Required work:
A: Rewrite the part of the forum thread starting at "## Lantarion (Jan" and ending at "to change? Yea...?", with "Ilúvatar" replaced by "Eru".
B: Put the lines of the records starting at the line that contains "locate buttoned front" and ending at the last line of the records into a Markdown table with the columns Row and Line. Give each row a number, and omit blank lines.

Selection:

========

# Change in Melkor?



## celebdraug (Jan 12, 2004)

Was there any possible way that Melkor/Morgoth could have been changes from the being he was, into somewhat like the other Valour? Is was he soo curroupted that there could be no change in his heart except just feel the hatred?


----------



## Lantarion (Jan 12, 2004)

Melkor means 'He Who Rises in Might'; I believe it was an inherent quality of Melkor as the characterization of Ilúvatar's gift of free will to 'rise in might', i.e. to seek power for himself. None of the other Valar, or indeed other Ainur, is ever reported to have 'risen in power' or to have somehow amplified their powers, except for Olórin (and that was a special occasion, as we all know ).
I think perhaps the fact that while Melkor constantly sought to amplify his power and command he also became embittered and turned wholly to evil was an instance of the applicability of the phrase "power corrupts".


----------



## celebdraug (Jan 12, 2004)

well if he did have a different name? Then he might be able to change? Yea...?


----------



## Arvedui (Jan 12, 2004)

========

Information supplied:

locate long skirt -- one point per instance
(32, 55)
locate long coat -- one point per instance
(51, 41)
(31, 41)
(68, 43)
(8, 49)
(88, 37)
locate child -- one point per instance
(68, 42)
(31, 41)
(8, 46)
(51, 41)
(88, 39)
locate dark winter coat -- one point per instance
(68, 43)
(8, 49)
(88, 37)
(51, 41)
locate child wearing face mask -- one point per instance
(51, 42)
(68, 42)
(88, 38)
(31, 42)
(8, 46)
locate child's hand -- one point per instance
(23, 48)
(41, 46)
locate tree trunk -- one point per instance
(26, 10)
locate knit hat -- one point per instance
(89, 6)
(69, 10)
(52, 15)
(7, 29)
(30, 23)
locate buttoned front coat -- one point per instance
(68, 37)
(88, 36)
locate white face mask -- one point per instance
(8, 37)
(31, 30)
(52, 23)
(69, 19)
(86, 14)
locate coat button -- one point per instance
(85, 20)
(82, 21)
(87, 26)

========

Answer set:
A:
## Lantarion (Jan 12, 2004)

Melkor means 'He Who Rises in Might'; I believe it was an inherent quality of Melkor as the characterization of Eru's gift of free will to 'rise in might', i.e. to seek power for himself. None of the other Valar, or indeed other Ainur, is ever reported to have 'risen in power' or to have somehow amplified their powers, except for Olórin (and that was a special occasion, as we all know ).
I think perhaps the fact that while Melkor constantly sought to amplify his power and command he also became embittered and turned wholly to evil was an instance of the applicability of the phrase "power corrupts".


----------



## celebdraug (Jan 12, 2004)

well if he did have a different name? Then he might be able to change? Yea...?

B:
| Row | Line |
|---|---|
| 1 | locate buttoned front coat -- one point per instance |
| 2 | (68, 37) |
| 3 | (88, 36) |
| 4 | locate white face mask -- one point per instance |
| 5 | (8, 37) |
| 6 | (31, 30) |
| 7 | (52, 23) |
| 8 | (69, 19) |
| 9 | (86, 14) |
| 10 | locate coat button -- one point per instance |
| 11 | (85, 20) |
| 12 | (82, 21) |
| 13 | (87, 26) |